▶ **Directions for this task**: Among the lines of data below, reproduce only those from the one with "<point>290,239</point>" through the one with "<point>613,144</point>", exactly as they stand, both ends included.

*** Opening of Data shown ***

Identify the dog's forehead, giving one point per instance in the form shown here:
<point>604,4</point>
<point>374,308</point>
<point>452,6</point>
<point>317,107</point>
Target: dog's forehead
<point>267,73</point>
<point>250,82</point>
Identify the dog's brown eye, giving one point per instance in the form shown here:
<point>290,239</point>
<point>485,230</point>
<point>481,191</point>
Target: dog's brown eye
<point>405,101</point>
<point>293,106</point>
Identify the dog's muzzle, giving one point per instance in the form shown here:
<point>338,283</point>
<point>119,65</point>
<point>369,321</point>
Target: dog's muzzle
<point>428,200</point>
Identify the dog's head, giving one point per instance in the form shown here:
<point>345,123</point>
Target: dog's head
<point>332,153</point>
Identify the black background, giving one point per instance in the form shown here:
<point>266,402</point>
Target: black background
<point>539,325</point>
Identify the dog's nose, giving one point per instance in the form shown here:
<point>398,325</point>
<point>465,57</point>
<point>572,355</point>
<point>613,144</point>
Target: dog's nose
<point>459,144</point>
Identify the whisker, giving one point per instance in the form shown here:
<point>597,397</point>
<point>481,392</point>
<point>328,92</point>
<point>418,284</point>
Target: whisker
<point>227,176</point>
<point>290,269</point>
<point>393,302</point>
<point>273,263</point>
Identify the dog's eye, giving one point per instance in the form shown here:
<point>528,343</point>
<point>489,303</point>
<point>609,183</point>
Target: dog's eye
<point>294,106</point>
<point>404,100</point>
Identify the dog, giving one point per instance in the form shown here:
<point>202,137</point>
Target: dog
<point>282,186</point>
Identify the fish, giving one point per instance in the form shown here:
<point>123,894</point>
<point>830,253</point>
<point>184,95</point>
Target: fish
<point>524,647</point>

*** Close of Data shown ***
*** Opening of Data shown ***

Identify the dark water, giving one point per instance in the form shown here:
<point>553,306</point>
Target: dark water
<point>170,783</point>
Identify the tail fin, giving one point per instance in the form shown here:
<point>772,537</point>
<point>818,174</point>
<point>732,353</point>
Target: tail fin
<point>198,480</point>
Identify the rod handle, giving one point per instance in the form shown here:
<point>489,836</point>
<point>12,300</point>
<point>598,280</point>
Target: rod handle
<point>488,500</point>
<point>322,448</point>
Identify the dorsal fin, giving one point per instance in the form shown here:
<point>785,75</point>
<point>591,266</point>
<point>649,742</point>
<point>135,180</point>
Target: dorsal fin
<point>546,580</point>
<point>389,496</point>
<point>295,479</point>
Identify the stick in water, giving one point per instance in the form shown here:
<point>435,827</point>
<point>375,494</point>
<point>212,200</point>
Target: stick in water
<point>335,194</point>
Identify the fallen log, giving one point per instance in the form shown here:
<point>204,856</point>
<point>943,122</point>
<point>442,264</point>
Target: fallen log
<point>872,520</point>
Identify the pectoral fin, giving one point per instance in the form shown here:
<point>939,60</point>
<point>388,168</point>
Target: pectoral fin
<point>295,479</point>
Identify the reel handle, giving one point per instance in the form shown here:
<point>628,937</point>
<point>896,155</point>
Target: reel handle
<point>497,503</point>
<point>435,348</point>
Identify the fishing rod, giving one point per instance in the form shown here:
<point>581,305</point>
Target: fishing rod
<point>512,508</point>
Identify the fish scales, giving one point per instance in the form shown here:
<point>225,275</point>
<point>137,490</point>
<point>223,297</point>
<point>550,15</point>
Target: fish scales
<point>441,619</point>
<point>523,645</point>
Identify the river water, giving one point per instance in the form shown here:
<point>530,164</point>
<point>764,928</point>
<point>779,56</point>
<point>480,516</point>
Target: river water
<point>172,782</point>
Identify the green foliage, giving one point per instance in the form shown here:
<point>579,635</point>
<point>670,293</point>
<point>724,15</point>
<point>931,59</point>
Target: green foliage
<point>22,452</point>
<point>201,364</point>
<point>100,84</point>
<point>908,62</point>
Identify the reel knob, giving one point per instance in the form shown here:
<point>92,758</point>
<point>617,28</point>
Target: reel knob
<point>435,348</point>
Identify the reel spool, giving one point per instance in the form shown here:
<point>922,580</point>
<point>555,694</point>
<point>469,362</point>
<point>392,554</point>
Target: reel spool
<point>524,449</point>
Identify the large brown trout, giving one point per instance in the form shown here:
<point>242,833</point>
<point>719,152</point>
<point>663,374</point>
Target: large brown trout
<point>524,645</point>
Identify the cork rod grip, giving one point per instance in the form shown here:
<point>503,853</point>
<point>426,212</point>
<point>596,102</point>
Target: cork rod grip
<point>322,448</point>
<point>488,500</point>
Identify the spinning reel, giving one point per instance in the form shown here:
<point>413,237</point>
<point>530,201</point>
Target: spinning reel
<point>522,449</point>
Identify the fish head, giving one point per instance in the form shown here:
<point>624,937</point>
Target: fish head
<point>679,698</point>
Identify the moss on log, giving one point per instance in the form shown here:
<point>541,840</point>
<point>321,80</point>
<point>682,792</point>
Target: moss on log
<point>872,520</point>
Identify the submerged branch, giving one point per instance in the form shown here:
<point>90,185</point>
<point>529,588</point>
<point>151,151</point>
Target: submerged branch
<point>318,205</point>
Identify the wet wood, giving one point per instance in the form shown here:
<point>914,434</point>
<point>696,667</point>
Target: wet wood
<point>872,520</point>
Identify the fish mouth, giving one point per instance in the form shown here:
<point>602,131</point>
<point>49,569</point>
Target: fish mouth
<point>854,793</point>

*** Close of Data shown ***

▶ **Reply to the task**:
<point>290,239</point>
<point>485,230</point>
<point>481,191</point>
Target: dog's brown eye
<point>405,101</point>
<point>293,106</point>
Identify the dog's muzzle, giving one point per instance in the form shown here:
<point>338,283</point>
<point>119,65</point>
<point>369,321</point>
Target: dog's muzzle
<point>428,200</point>
Identify the dog's head, giving one point per instance in the form shown here:
<point>345,123</point>
Target: dog's head
<point>332,153</point>
Identify the black background, giving one point per instance in the form shown here:
<point>266,402</point>
Target: black background
<point>539,325</point>
Identify the dog's nose, giving one point per instance in the form shown here:
<point>398,325</point>
<point>465,57</point>
<point>572,355</point>
<point>613,144</point>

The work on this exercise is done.